## Text passage:
■ ■ ■

The number directly following the O will match the number following the I in the corresponding input file description line.
name | content |
---|---|
SUCCESS | Code that indicates either success by a value of 1 or a failure in
case of a value of 0. In the later case it is advisable to
consider a roleback. Note that one failure in a containing query results in a failure of the input file. Nothing is said about other query results. They may be usable. |
This line introduces the beginning of a new query processing. At least one query usually is part of an input file. All following lines up to EOF (in case of en error) or a Code E-line are related to this individual file.
A query is characterised by a list of ions representing a peaklist with some additional informations. Most of these informations are extracted by programs out of the raw data file of the mass spectrometer.
name | content |
---|---|
QUERY | This is the number of the query (1-based) in the current input file.

■ ■ ■

## Recorded information:
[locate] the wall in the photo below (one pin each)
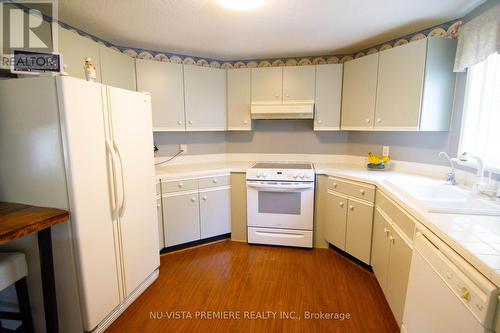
(286, 136)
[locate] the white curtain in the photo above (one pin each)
(481, 119)
(478, 38)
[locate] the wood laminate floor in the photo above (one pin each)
(261, 285)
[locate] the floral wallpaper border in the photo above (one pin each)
(449, 29)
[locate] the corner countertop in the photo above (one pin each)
(475, 238)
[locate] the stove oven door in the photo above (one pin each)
(283, 205)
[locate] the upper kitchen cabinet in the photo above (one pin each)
(117, 69)
(165, 82)
(205, 98)
(298, 84)
(411, 90)
(74, 49)
(267, 85)
(359, 93)
(328, 97)
(238, 99)
(400, 82)
(415, 86)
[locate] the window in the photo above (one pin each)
(481, 119)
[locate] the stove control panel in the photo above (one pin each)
(280, 174)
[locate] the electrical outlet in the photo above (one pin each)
(385, 151)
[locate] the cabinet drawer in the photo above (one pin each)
(357, 190)
(385, 204)
(179, 185)
(214, 181)
(404, 222)
(158, 188)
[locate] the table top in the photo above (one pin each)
(18, 220)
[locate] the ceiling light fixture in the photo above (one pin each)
(240, 4)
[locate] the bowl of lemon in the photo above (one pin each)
(378, 162)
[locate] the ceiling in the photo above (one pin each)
(277, 28)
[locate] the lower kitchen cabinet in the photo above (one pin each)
(159, 212)
(196, 208)
(359, 230)
(391, 256)
(380, 249)
(181, 218)
(337, 218)
(349, 219)
(215, 212)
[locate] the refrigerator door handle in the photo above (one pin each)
(123, 203)
(115, 203)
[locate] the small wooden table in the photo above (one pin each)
(18, 220)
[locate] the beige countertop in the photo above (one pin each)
(476, 238)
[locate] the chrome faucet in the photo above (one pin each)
(451, 176)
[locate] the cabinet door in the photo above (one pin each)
(159, 211)
(298, 84)
(238, 99)
(400, 84)
(117, 69)
(397, 274)
(205, 98)
(165, 82)
(359, 230)
(328, 97)
(74, 49)
(380, 249)
(181, 219)
(359, 92)
(215, 213)
(267, 84)
(336, 216)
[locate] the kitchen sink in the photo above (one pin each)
(436, 197)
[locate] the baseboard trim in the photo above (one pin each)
(128, 301)
(351, 258)
(195, 243)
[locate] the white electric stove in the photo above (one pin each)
(280, 203)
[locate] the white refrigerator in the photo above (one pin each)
(88, 148)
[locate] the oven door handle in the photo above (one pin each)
(280, 188)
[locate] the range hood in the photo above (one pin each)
(282, 111)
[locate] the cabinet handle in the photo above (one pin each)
(465, 294)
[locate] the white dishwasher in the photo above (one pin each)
(445, 293)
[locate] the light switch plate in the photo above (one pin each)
(385, 151)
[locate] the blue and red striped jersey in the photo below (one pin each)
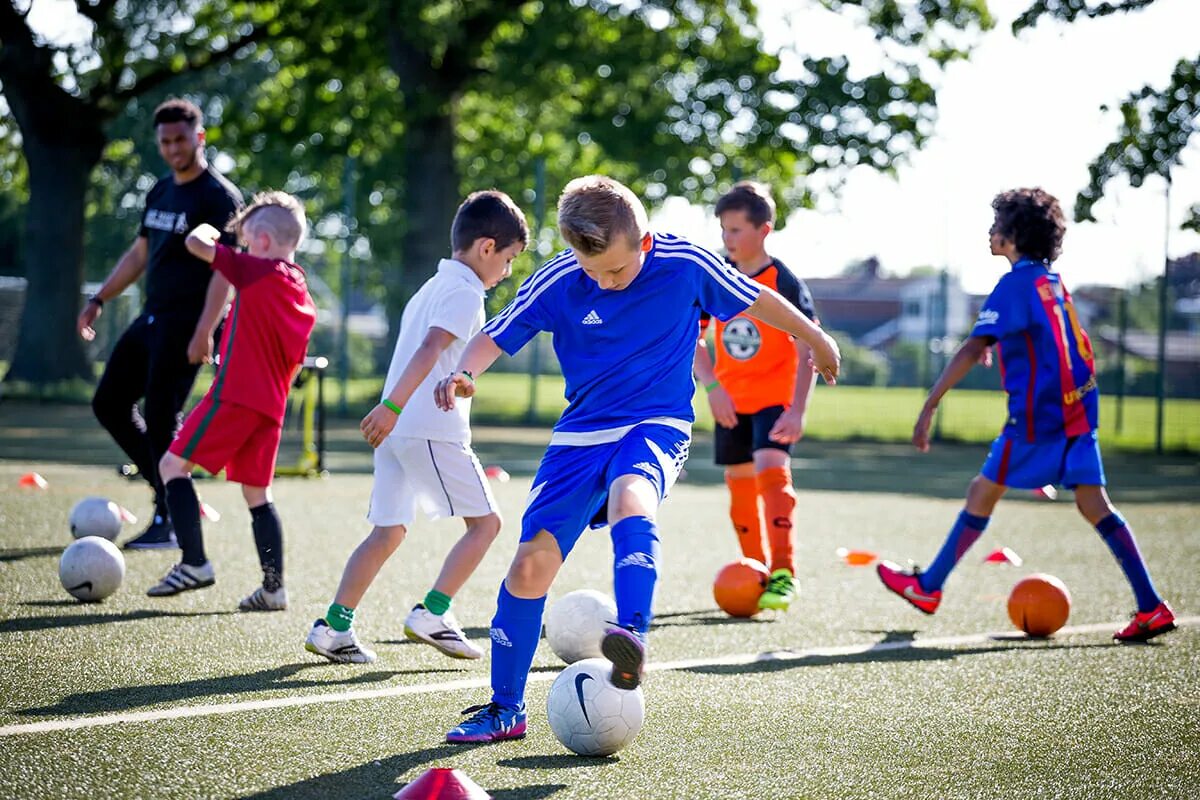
(1045, 358)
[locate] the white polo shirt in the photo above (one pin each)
(454, 301)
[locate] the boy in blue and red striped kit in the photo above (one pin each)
(237, 426)
(1049, 374)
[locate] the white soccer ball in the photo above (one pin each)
(588, 714)
(96, 517)
(576, 624)
(91, 569)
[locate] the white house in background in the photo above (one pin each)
(877, 312)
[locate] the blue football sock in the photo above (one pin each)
(635, 553)
(1117, 535)
(967, 528)
(516, 629)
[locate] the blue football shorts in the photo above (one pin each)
(1032, 464)
(570, 491)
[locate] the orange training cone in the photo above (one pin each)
(442, 783)
(1003, 555)
(31, 481)
(856, 558)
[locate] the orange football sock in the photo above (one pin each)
(747, 516)
(779, 500)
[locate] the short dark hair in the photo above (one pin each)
(751, 197)
(178, 110)
(1032, 220)
(490, 214)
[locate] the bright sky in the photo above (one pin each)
(1021, 112)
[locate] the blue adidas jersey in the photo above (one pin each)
(1045, 358)
(625, 355)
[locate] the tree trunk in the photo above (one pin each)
(431, 198)
(48, 348)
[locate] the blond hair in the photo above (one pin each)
(594, 211)
(277, 214)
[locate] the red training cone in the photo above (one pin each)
(31, 481)
(1003, 555)
(442, 783)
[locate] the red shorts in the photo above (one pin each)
(234, 438)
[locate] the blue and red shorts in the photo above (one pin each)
(1067, 462)
(231, 437)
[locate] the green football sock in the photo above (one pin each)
(340, 618)
(437, 602)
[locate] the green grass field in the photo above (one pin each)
(850, 695)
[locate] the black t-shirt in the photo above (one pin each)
(177, 281)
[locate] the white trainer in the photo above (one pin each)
(340, 647)
(184, 577)
(261, 600)
(443, 632)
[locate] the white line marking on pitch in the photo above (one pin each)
(189, 711)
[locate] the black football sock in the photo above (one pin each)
(269, 540)
(185, 515)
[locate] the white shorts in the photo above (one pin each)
(444, 479)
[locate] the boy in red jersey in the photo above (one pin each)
(1049, 374)
(237, 426)
(759, 394)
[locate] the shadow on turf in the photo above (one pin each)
(887, 651)
(22, 553)
(703, 617)
(267, 680)
(23, 624)
(377, 779)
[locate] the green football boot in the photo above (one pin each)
(780, 591)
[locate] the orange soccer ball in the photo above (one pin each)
(1039, 605)
(738, 587)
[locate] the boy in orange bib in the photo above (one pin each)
(759, 392)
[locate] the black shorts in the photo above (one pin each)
(736, 445)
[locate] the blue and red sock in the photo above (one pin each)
(967, 528)
(1119, 536)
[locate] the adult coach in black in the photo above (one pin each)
(160, 353)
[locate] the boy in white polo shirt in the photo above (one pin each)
(423, 456)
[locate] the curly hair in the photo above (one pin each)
(1032, 220)
(753, 198)
(178, 110)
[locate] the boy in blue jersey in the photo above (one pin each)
(1049, 373)
(623, 306)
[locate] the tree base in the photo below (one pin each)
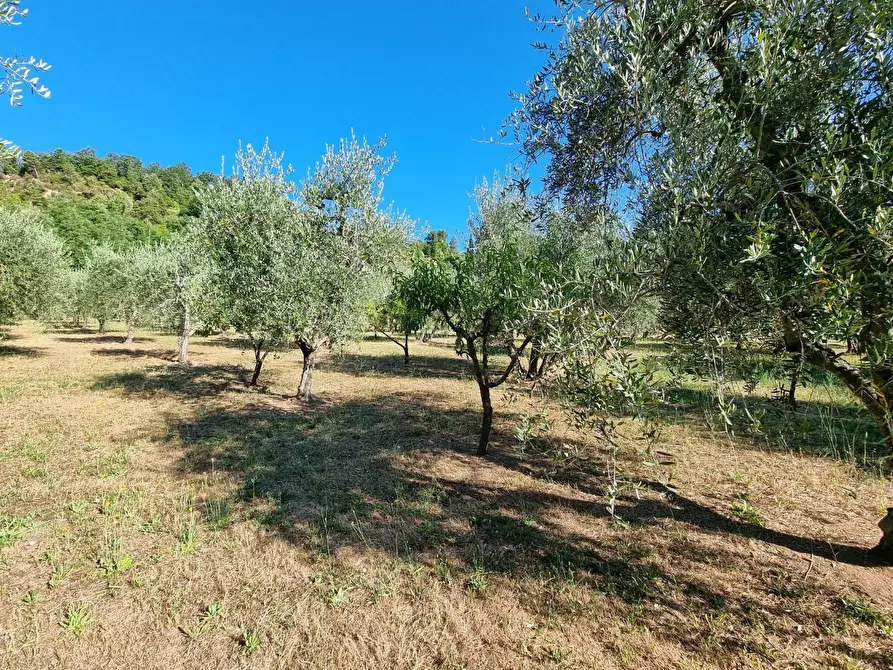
(884, 549)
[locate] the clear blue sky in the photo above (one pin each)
(185, 80)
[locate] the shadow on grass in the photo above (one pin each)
(393, 364)
(27, 352)
(162, 354)
(104, 339)
(338, 475)
(189, 381)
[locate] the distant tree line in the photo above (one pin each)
(115, 199)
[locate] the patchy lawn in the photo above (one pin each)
(153, 516)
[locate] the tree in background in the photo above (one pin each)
(141, 290)
(253, 230)
(482, 294)
(398, 314)
(17, 73)
(106, 272)
(33, 266)
(186, 272)
(347, 243)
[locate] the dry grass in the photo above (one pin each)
(161, 517)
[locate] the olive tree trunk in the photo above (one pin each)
(885, 546)
(305, 387)
(259, 356)
(183, 350)
(486, 418)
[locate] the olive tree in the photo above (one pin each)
(483, 293)
(253, 230)
(140, 289)
(185, 271)
(33, 266)
(17, 73)
(295, 266)
(348, 240)
(754, 144)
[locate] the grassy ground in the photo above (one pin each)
(161, 517)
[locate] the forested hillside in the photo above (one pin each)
(90, 199)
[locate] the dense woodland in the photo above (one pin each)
(115, 199)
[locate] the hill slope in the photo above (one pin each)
(113, 199)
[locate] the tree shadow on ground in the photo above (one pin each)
(372, 476)
(28, 352)
(187, 381)
(345, 463)
(163, 354)
(104, 339)
(394, 365)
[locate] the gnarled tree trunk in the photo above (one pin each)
(259, 357)
(486, 418)
(305, 387)
(183, 349)
(885, 546)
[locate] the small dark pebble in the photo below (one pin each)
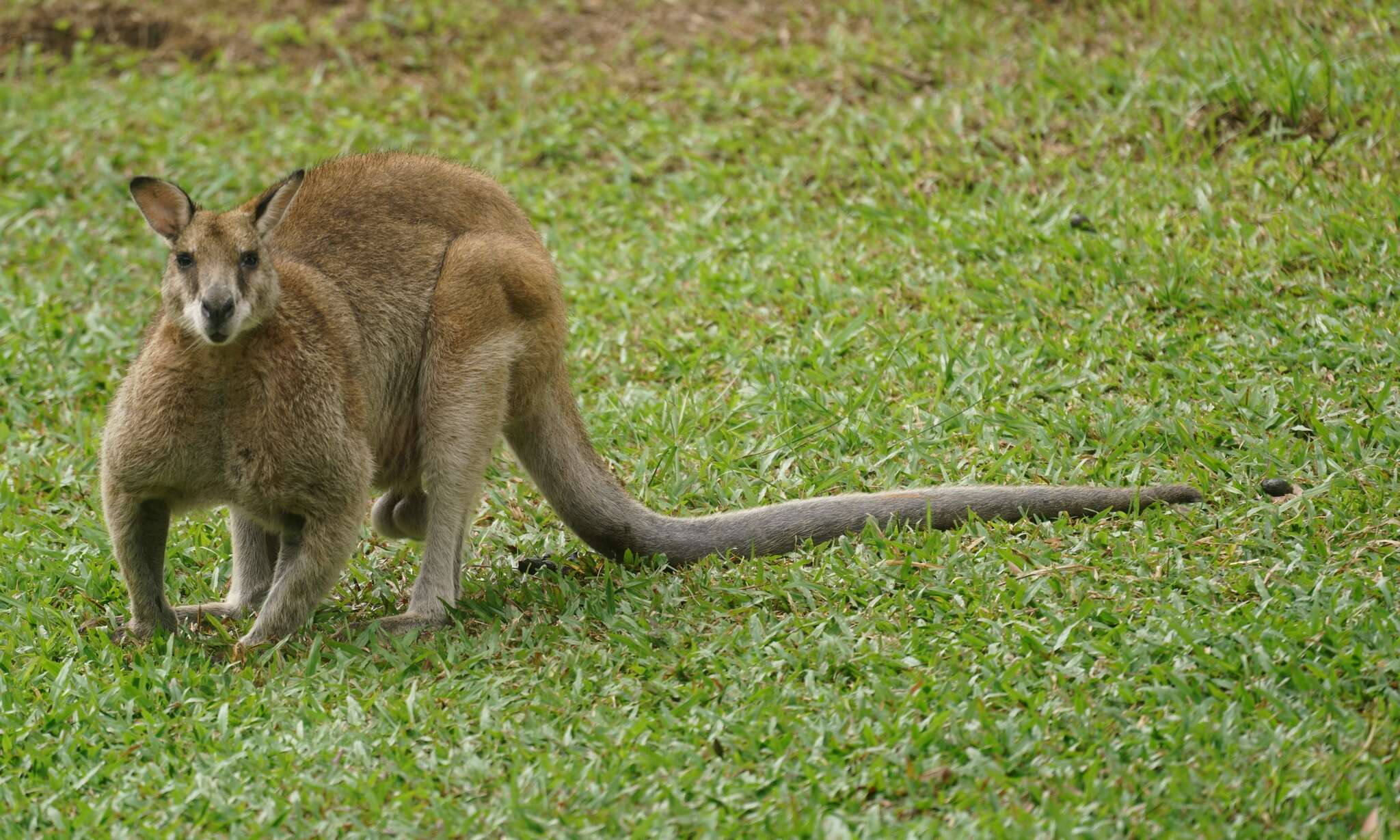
(1081, 223)
(535, 565)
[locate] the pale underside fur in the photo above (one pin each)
(388, 320)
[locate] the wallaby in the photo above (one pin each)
(381, 321)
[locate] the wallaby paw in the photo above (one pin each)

■ ■ ■

## Instruction 1:
In the file-format text, give the stretch from "A query is characterised" through "the mass spectrometer." again, changing "peaklist" to "peak list".
## Instruction 2:
In the file-format text, what does the QUERY field hold?

## Response 1:
A query is characterised by a list of ions representing a peak list with some additional informations. Most of these informations are extracted by programs out of the raw data file of the mass spectrometer.

## Response 2:
The number of the query (1-based) in the current input file.